**Task statement**
Continue the news report on the CDC's removal of pediatric COVID-19 deaths from its data tracker, picking up after its final sentence.

**Document extract**
________________________
WASHINGTON, D.C. – The Centers for Disease Control and Prevention (CDC) removed approximately 24 percent of all pediatric deaths resulting from COVID-19 from their pandemic date tracker on Wednesday, citing a “coding logic error” that has since been fixed.
Originally, the CDC’s COVID-19 data tracker had recorded 1,755 deaths in children aged 0 to 17 from the start of the pandemic, and suggested that a greater percentage of child deaths were occurring earlier this year due to the advent of the COVID Omicron variant; during the first 10 weeks of 2022, the CDC noted that 738 children had died from the virus.
However, after the date tracker’s computer error was resolved, the CDC’s child figures overall dropped by 23.7 percent, with the total number of COVID fatalities from the start of the pandemic dropping to 1,339.
“On March 15, 2022, data on deaths were adjusted after resolving a coding logic error. This resulted in decreased death counts across all demographic categories,” a CDC spokesperson said.
The error had, in turn, caused several media outlets – such as The Guardian and The New York Post – to inadvertently utilize inaccurate statistics for articles published just last week due to information they had pulled from the CDC’s data tracker. Both papers had reported that the Omicron COVID variant in 2022 had been responsible for nearly one-third of all child deaths since the beginning of the pandemic.
________________________
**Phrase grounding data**
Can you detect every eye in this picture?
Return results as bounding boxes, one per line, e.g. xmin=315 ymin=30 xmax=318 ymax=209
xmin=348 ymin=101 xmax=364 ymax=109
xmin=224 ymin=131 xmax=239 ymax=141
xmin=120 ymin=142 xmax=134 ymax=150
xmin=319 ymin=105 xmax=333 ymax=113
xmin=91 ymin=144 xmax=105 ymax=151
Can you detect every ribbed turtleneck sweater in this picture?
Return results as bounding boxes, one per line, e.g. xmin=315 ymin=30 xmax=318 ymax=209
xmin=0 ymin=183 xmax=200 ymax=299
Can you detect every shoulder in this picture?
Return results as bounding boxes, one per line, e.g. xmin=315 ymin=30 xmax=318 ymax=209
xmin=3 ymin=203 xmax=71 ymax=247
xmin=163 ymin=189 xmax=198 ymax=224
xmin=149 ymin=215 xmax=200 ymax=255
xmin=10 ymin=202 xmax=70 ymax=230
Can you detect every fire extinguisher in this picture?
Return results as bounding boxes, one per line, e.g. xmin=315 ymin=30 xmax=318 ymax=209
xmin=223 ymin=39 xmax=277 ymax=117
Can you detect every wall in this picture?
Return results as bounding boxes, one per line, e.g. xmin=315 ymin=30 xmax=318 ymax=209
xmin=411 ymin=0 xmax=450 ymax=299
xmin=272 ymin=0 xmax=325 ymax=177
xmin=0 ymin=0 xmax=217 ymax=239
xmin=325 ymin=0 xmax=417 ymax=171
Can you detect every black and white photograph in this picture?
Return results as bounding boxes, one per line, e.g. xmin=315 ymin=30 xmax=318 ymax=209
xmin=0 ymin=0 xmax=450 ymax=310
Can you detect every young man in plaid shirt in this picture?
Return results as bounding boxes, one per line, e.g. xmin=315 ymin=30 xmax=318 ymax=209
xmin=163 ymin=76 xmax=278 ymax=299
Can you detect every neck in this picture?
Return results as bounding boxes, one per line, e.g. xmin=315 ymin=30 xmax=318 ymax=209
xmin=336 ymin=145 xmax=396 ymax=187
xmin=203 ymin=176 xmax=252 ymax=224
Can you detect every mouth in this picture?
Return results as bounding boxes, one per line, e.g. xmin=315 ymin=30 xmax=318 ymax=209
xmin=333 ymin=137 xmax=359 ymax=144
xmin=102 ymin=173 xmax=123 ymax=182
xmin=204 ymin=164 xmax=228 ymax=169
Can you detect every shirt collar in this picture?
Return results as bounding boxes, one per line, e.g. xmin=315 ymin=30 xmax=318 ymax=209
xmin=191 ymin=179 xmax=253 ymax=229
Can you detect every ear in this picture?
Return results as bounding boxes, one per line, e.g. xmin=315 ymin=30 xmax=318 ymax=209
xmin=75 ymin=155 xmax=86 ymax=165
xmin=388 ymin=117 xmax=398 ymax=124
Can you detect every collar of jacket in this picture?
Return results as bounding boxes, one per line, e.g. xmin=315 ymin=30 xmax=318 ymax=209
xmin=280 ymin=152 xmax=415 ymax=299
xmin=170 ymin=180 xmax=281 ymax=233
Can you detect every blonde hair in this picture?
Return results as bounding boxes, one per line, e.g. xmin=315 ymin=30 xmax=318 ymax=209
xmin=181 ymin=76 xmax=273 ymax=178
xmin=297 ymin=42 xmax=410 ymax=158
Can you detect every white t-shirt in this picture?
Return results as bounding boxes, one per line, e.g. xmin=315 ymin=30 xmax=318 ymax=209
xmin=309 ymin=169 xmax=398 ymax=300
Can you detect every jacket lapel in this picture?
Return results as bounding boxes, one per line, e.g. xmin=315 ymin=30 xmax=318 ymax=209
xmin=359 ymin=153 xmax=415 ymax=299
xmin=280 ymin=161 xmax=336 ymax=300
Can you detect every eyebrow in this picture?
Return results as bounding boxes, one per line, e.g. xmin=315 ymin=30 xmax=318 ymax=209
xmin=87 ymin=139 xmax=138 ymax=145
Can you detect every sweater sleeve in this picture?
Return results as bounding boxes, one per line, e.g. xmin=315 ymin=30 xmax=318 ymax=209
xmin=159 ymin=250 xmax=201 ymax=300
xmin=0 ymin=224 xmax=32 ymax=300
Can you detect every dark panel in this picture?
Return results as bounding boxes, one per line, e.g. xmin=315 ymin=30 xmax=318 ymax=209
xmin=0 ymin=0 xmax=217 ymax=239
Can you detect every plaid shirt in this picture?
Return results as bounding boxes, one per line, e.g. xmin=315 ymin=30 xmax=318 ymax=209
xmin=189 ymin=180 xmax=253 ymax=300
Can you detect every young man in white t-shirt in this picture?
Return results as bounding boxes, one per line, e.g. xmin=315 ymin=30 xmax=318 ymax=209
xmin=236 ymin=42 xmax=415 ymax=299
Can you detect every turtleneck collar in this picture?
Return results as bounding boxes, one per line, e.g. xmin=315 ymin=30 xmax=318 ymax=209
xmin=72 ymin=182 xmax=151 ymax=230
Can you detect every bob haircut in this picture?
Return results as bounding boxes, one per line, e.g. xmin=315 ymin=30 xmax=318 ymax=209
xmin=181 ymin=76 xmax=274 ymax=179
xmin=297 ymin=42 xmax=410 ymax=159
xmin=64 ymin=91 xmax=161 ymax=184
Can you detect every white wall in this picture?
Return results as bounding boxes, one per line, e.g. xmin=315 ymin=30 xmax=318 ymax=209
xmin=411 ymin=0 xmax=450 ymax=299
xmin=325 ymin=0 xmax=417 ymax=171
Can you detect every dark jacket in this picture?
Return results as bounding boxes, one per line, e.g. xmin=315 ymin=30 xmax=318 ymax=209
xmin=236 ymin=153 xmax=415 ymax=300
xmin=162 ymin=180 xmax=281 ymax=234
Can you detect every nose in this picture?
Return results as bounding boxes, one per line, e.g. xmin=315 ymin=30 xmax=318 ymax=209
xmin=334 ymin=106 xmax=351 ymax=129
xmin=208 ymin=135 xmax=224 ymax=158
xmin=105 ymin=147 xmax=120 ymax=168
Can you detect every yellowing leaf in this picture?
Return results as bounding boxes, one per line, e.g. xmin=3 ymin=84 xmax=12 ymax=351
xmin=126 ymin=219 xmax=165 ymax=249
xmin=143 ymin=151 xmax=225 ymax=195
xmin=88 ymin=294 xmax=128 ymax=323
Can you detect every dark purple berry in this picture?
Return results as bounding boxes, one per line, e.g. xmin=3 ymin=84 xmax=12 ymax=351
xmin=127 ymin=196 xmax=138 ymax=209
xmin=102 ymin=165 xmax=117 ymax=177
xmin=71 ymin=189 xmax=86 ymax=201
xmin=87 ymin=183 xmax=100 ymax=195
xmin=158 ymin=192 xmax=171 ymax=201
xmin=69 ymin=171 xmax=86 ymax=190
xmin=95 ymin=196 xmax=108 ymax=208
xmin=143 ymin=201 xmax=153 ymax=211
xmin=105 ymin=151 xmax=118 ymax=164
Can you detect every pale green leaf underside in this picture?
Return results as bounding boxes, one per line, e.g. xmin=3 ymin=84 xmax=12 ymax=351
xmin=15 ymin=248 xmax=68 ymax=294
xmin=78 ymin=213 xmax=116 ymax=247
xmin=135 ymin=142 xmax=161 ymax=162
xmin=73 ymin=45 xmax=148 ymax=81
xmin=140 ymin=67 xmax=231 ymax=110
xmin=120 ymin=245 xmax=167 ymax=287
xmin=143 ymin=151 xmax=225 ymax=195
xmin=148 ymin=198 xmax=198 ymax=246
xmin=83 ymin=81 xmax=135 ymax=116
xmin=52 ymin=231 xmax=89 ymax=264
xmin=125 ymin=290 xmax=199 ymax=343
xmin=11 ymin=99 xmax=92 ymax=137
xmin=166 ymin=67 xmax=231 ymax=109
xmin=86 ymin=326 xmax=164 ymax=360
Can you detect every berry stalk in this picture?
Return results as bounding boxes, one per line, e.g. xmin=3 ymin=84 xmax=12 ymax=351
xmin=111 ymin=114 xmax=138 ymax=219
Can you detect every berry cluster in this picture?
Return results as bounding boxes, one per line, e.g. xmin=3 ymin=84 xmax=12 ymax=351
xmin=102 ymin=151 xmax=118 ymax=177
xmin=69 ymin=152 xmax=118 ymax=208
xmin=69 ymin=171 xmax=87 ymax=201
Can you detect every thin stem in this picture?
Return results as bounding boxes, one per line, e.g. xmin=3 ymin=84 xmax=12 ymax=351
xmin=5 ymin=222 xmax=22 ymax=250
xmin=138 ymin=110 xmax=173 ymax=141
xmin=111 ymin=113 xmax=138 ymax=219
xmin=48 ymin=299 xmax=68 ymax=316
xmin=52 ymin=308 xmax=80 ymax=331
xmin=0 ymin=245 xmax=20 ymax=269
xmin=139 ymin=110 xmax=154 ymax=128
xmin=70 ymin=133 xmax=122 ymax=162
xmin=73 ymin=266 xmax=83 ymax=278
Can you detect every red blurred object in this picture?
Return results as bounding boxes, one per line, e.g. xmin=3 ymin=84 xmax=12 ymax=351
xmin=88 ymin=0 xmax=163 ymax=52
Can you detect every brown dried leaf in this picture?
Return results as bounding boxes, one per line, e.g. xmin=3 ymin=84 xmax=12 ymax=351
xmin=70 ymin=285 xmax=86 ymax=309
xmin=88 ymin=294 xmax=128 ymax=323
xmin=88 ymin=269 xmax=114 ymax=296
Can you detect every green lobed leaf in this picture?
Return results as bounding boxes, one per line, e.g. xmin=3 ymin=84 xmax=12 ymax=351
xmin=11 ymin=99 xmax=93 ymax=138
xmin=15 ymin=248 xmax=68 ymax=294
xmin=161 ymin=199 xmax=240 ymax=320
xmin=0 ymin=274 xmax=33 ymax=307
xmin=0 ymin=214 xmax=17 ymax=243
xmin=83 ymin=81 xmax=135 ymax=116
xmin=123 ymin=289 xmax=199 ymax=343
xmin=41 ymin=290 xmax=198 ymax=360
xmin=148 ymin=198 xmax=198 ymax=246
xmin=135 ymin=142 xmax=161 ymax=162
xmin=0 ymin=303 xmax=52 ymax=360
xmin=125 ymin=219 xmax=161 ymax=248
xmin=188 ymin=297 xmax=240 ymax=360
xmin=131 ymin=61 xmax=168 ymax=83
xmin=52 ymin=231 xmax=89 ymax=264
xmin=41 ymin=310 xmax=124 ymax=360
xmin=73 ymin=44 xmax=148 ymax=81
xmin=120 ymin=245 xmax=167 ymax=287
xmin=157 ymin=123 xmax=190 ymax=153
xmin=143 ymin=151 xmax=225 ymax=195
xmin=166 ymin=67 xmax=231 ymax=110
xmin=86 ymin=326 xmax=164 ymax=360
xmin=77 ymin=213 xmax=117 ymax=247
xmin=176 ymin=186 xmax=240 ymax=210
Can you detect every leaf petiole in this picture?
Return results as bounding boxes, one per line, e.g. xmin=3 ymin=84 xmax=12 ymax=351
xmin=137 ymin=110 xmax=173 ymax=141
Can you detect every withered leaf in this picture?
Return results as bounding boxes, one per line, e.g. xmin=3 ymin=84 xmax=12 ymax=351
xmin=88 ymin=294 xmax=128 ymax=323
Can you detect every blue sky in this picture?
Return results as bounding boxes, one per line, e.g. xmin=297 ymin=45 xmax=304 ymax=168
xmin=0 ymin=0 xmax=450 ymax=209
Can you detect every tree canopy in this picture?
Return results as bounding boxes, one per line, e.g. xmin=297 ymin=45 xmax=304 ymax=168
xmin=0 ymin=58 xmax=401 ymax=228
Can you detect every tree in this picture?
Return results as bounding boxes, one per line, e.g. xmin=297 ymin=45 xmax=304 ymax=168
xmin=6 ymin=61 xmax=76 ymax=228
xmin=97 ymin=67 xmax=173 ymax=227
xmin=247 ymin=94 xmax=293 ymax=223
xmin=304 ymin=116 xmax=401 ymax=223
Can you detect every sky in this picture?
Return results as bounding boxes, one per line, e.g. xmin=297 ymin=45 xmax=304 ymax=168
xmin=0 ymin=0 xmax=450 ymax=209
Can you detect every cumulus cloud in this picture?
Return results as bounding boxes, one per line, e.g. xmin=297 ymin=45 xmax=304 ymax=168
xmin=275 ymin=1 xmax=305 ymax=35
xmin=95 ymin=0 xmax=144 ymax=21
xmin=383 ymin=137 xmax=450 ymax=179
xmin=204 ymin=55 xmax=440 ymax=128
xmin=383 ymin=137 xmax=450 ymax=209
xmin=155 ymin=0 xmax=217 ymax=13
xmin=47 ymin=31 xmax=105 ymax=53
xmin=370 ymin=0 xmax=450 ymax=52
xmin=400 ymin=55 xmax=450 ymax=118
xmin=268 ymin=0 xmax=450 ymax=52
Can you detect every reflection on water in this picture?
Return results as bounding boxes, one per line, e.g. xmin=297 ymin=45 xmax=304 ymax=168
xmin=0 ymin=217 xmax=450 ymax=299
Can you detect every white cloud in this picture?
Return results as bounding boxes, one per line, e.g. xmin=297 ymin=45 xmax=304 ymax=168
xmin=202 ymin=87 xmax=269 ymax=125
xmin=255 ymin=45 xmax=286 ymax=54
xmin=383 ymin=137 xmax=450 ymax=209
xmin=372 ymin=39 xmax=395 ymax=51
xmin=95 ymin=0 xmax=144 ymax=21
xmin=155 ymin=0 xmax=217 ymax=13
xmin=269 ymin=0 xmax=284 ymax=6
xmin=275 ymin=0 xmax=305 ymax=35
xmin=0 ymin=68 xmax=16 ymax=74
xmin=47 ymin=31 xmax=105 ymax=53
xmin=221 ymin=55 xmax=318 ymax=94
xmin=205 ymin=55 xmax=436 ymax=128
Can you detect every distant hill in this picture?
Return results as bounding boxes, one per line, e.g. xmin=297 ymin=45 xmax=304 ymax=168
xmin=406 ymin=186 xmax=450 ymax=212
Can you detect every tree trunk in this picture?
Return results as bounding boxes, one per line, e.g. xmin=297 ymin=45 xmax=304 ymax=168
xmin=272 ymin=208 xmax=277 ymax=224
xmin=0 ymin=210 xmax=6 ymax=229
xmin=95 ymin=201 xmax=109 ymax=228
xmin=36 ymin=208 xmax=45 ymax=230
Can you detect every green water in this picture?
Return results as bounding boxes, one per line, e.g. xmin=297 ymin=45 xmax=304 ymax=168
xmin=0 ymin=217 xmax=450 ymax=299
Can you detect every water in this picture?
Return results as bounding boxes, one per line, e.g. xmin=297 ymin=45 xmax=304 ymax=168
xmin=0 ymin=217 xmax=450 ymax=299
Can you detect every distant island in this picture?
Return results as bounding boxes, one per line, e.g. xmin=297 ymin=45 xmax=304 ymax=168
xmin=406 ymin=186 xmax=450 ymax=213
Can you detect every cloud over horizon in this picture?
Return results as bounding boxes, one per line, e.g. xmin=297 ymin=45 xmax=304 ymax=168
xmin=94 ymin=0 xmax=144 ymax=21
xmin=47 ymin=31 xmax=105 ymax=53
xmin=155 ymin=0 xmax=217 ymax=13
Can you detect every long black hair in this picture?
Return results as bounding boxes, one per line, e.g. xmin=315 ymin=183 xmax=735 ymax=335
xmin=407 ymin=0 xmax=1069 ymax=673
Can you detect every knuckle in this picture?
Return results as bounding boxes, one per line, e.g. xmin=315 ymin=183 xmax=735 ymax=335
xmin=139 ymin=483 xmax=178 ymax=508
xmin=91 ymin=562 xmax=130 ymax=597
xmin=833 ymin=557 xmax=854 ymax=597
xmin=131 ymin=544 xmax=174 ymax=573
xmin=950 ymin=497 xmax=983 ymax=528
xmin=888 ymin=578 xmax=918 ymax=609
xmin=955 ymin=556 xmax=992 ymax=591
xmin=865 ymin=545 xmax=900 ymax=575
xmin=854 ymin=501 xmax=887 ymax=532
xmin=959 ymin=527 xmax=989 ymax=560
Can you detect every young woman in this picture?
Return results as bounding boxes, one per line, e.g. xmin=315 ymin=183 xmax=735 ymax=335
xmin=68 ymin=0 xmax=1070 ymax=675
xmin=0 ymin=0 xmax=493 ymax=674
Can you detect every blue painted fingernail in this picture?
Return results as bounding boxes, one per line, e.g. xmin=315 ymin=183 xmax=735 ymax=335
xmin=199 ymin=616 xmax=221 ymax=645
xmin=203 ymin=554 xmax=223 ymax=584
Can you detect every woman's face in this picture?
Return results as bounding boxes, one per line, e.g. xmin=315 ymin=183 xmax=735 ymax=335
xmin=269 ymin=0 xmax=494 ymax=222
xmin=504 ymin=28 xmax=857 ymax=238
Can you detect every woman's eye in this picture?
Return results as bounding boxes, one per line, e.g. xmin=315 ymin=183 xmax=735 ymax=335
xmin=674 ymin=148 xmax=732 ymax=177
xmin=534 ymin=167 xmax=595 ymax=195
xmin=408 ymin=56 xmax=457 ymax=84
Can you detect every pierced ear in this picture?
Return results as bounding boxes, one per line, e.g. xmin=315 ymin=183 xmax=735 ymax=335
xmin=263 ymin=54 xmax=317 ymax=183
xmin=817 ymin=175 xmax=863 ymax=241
________________________
**Response area**
Since the CDC’s announcement Wednesday, The Guardian has since updated their article to reflect the new statistics reported by the CDC; while previously claiming that “As many a third of all child deaths from COVID in the US have occurred during the Omicron surge of the pandemic,” they have now revised that number to 20 percent.
This isn’t the first gaffe on the CDC’s part when it comes to COVID-related data transparency. The agency faced criticism in February after it was reported that it had been keeping large amounts of data related to COVID-19 from the American public, claiming to have done so because they feared it would be “misinterpreted,” and lead to “vaccine hesitancy.”